:: WHAT YOU NEED TO DO ::
Exact copies are required of the lines from the line containing "For the dataset, tag each instance of the hanging" through the final line of the listing, both included, and of no other lines.

[Saved entries]
============
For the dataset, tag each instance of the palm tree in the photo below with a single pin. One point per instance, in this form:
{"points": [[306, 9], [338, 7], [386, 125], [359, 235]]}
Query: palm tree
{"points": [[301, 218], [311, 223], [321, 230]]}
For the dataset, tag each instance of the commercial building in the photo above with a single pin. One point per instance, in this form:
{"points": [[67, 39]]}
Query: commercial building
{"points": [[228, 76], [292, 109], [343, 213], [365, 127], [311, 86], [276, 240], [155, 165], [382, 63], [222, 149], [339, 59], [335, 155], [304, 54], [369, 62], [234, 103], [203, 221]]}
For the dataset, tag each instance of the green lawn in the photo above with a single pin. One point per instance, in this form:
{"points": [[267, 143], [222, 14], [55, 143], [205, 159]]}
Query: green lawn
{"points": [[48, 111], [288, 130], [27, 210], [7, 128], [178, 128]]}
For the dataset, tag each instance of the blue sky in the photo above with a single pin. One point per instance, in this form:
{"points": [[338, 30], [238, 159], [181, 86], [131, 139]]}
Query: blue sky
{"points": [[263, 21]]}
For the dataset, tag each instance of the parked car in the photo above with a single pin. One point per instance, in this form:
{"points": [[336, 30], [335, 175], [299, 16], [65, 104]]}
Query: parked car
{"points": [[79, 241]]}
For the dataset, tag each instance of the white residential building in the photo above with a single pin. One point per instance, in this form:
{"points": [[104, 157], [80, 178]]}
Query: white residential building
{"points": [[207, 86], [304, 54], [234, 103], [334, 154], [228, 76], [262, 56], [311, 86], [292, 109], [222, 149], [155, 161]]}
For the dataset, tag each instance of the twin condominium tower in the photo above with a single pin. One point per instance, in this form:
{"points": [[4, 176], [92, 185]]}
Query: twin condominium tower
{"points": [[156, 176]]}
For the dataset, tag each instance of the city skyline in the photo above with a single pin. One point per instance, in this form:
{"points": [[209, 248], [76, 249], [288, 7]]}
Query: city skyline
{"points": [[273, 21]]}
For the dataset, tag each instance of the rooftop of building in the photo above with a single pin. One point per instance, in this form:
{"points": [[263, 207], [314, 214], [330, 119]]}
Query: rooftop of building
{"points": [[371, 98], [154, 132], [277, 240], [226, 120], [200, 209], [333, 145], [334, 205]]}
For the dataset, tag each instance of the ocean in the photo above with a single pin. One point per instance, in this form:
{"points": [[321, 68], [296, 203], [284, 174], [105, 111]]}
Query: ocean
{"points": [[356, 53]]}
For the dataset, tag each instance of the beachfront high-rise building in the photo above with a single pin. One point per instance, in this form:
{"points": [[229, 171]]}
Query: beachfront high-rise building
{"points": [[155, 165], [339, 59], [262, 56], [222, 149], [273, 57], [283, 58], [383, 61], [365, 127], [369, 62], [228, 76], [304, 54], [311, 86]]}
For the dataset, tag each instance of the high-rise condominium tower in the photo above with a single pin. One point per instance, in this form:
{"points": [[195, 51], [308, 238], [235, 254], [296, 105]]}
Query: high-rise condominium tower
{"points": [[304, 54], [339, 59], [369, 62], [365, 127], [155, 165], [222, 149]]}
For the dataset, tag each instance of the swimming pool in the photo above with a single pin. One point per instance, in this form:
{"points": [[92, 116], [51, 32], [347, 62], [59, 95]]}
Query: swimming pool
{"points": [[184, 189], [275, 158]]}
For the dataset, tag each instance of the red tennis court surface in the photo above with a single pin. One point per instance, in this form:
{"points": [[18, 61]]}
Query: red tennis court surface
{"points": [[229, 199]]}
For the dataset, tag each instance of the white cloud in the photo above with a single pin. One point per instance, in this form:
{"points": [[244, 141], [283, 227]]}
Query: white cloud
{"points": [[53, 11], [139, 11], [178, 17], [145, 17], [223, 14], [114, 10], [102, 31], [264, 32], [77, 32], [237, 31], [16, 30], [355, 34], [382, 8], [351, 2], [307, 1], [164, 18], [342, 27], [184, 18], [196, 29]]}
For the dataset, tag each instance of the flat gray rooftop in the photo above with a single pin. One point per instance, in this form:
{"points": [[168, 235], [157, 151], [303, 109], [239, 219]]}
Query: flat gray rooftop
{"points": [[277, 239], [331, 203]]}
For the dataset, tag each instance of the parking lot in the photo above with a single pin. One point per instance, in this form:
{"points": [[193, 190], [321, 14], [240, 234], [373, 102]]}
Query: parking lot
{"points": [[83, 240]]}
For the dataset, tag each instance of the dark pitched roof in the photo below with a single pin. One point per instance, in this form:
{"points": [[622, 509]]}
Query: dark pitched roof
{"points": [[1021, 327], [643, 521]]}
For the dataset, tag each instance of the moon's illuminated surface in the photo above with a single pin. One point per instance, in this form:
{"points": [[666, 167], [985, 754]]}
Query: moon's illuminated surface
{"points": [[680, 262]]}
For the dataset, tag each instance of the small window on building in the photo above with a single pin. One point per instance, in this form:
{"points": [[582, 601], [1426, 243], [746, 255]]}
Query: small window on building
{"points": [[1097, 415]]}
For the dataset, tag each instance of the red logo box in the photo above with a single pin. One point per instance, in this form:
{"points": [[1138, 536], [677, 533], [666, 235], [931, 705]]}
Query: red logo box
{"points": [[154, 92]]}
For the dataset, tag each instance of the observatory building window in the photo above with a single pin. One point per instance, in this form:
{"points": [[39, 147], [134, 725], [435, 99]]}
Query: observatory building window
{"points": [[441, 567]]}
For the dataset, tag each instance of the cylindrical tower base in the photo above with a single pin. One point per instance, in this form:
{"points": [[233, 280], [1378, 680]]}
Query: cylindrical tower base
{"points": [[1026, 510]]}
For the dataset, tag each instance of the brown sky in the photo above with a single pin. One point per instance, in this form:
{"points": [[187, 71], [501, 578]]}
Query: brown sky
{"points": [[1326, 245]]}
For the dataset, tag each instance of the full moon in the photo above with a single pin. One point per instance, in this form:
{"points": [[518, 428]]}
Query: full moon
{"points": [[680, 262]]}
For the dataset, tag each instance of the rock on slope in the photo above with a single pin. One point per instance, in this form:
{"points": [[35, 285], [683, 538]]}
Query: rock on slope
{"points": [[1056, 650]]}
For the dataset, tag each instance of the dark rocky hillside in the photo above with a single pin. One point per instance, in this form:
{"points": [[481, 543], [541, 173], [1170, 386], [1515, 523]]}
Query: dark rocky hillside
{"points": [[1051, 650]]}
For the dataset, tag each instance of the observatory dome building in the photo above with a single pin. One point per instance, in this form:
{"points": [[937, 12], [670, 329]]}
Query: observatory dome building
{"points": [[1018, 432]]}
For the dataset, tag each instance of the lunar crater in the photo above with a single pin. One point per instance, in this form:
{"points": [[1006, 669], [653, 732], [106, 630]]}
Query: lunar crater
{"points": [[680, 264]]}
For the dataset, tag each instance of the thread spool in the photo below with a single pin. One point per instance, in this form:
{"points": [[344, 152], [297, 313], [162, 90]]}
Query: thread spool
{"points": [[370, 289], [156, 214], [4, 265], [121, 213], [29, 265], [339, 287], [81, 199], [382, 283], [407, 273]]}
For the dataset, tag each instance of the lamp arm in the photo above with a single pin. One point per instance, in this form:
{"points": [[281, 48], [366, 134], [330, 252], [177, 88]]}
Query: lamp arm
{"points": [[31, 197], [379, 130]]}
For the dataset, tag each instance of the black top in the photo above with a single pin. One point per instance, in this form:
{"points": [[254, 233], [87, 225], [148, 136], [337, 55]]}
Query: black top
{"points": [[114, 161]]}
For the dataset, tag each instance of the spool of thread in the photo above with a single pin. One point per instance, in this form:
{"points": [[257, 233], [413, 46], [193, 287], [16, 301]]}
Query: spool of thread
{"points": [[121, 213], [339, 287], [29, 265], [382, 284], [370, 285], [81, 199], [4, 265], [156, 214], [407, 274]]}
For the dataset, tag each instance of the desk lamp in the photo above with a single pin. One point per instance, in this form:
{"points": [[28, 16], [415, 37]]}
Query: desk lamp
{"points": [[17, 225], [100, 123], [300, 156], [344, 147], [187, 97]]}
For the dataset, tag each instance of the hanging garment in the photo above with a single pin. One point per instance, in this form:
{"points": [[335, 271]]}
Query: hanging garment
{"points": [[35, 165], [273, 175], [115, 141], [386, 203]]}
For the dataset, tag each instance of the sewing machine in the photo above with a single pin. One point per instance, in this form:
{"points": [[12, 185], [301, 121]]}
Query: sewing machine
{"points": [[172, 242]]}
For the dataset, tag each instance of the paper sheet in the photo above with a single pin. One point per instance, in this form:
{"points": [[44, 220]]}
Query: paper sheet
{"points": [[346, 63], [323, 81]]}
============
:: EXERCISE SOLUTION ::
For the dataset, tag each instance of the hanging garment in the photo above with a single pin. One point per instance, in this form:
{"points": [[335, 271]]}
Query: hanging garment
{"points": [[35, 165], [273, 175], [115, 141], [386, 203]]}
For the dataset, tag each instance of the sewing machine in the photo above with a single pin. One point per instance, in this form:
{"points": [[12, 185], [301, 121]]}
Query: sewing machine
{"points": [[172, 242]]}
For the dataset, tag each instance of the paper sheet in the photo above with a single pin. One point per instance, in this form:
{"points": [[44, 220]]}
Query: paper sheet
{"points": [[346, 63], [323, 81]]}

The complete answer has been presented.